▶ _WORK TO COMPLETE_
Starting with the line containing "Query: corrugated metal wall" and continuing through the line containing "Query: loader bucket", reproduce those records with "metal" changed to "steel" and nothing else altered.

▶ _RECORDS FOR THE TASK_
**********
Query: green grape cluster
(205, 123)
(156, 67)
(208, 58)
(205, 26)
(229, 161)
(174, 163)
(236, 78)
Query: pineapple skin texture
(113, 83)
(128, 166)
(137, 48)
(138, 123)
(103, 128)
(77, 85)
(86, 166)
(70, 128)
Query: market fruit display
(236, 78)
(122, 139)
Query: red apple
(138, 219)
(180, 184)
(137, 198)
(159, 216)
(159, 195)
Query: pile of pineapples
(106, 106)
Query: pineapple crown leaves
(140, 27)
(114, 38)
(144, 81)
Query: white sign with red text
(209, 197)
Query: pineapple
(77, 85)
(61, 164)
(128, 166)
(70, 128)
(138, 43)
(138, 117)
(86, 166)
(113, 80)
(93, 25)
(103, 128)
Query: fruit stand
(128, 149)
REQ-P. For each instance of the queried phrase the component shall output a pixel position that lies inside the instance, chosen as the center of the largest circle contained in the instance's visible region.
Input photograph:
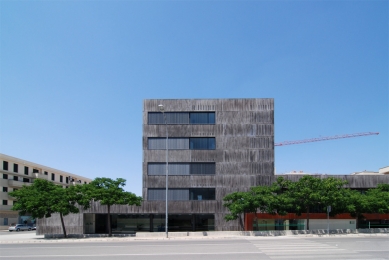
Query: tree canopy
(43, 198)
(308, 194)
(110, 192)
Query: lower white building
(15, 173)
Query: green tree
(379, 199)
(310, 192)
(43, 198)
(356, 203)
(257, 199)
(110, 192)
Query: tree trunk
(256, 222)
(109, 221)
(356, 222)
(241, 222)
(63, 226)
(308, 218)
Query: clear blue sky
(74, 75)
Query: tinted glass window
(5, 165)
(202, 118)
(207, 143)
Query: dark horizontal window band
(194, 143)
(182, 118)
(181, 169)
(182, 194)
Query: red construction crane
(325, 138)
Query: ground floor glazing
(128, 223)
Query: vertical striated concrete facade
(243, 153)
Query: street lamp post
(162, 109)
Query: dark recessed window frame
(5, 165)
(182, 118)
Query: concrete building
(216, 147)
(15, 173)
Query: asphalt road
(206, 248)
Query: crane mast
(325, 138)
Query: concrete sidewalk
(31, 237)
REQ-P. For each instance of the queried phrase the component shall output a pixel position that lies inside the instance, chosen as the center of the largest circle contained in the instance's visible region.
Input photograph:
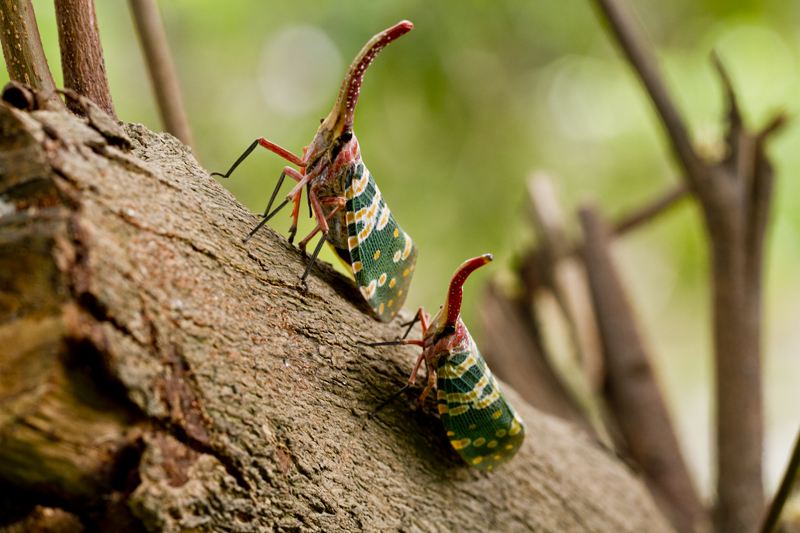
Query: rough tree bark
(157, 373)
**********
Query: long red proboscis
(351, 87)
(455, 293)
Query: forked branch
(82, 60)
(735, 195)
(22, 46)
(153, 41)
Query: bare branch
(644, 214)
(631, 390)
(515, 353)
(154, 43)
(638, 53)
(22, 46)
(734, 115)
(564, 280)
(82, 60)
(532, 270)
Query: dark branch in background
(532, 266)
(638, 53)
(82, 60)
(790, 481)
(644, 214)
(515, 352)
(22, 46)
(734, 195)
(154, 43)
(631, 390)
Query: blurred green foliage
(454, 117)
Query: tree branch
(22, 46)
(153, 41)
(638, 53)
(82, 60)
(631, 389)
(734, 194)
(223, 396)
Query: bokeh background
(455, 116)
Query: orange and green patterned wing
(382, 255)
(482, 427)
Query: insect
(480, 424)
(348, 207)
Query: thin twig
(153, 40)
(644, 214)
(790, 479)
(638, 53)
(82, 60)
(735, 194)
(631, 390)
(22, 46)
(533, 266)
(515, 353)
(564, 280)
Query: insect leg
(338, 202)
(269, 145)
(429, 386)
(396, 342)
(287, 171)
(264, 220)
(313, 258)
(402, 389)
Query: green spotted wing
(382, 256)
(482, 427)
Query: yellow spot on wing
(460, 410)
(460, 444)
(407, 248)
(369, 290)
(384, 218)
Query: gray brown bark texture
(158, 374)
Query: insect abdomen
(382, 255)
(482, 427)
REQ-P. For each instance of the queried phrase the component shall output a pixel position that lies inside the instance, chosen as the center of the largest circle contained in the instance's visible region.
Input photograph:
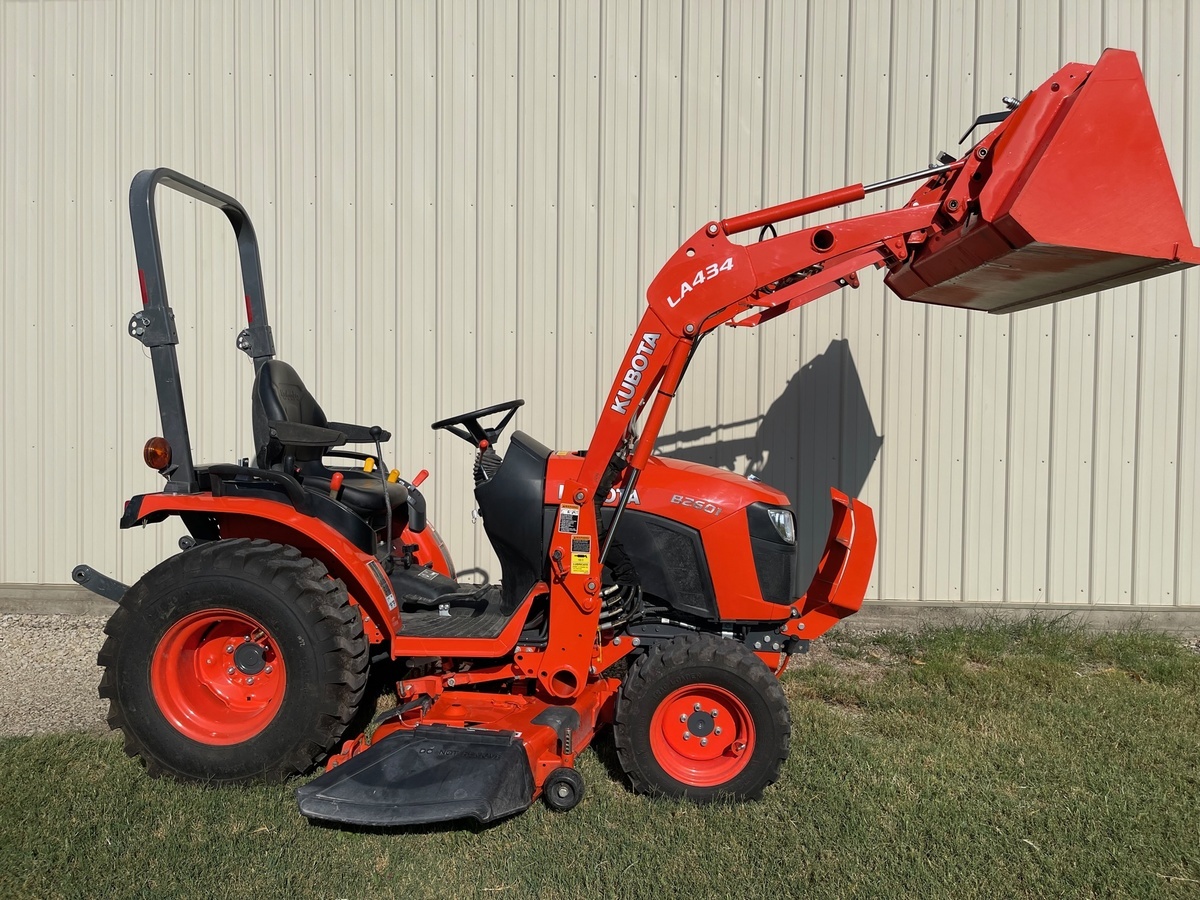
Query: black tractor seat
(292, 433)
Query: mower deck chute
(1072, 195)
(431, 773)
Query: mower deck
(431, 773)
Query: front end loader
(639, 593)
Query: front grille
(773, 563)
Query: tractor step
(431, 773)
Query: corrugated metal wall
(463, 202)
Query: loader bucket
**********
▶ _EXERCISE RESPONSE_
Query: corrugated steel wall
(463, 202)
Query: loader bucket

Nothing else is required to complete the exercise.